▶ **Excerpt provided**

Approximately 92,700 colonies from the λ-Zap-cDNA library made from poly(A)+ mRNA isolated from CA winter rye leaves were screened with pHvCHT2a. Forty-eight putative clones were identified, which were denoted recombinant plasmids pCHT1 to pCHT48. Preliminary restriction mapping revealed insert sizes ranging from 305 bp to 2,655 bp. Analysis of the clones by G-tracking (Sanger et al., 1977), by rehybridizing with pHvCHT2a at high stringency, and by choosing clones with inserts greater than 950 bp revealed two distinct groups of cDNAs encoding chitinases that accounted for 23 of the positives. CHT9 (GenBank accession no. AF280437) and CHT46 (GenBank accession no. AF280438) were sequenced completely because they were the longest representative clones from the two groups.

Characterization of CHT9

The cDNA CHT9 was isolated from a group of four positive clones and was 1,193 bp in length with a poly(A)+ tail. The predicted open reading frame contained 318 amino acids that began 48 bp downstream from the 5′ terminus of the insert and ended with the stop codon 955 bp from the initiating Met codon (Fig. 21). PSORT and SignalP analyses indicated with a certainty of 82% that there was a signal sequence of 20 amino acids that targets the protein via a vesicular pathway to the outside of the cell (Nielsen et al., 1997). There were 190 bp of non-coding region at the 3′ terminus. The predicted mature gene product of CHT9 consisted of 301 amino acids with a molecular mass of 31.7 kD and a pI of 6.96. The mature form of CHT9 was identical to the known sequence of 32 amino acids at the N terminus of the native 35-kD CHT-AFP (Hon et al., 1995).

Data items:

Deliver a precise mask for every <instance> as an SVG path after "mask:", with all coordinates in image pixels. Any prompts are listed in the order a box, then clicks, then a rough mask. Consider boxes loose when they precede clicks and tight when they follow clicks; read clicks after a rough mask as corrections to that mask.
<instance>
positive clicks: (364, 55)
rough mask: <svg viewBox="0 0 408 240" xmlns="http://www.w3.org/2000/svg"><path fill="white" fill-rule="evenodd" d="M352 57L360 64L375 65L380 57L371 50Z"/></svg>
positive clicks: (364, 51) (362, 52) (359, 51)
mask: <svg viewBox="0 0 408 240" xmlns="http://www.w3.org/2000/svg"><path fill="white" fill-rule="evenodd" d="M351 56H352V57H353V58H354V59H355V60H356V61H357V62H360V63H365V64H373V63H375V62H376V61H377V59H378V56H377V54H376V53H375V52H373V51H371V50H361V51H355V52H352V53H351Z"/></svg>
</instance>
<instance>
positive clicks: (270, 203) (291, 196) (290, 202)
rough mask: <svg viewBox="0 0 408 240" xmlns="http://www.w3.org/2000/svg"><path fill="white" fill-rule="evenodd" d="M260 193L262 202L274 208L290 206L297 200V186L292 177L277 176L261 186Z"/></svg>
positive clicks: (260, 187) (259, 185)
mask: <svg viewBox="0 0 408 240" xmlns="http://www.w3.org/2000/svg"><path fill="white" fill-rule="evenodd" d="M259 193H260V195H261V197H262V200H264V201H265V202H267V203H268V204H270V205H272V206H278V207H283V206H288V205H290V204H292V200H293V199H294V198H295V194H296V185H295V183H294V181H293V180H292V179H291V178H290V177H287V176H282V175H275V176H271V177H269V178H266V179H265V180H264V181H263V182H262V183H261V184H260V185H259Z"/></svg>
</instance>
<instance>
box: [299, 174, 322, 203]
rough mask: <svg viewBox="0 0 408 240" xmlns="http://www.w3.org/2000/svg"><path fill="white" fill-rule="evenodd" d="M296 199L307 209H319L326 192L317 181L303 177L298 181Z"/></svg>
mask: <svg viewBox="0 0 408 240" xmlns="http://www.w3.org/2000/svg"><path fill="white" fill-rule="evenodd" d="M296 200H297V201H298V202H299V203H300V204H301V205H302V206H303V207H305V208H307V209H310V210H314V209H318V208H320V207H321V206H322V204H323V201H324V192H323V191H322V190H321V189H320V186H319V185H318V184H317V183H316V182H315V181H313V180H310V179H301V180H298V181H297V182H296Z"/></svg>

▶ **Work required**
Do these statements agree with the excerpt on winter rye chitinase cDNAs? Answer yes or no for each and quote the deciding words.
1. The library screen turned up forty-eight putative clones.
2. CHT9 came from a group of six positive clones.
3. The predicted mature CHT9 product has a pI of 6.96.

▶ **Exercise answer**
1. Yes: "Forty-eight putative clones were identified"
2. No: "The cDNA CHT9 was isolated from a group of four positive clones"
3. Yes: "a molecular mass of 31.7 kD and a pI of 6.96"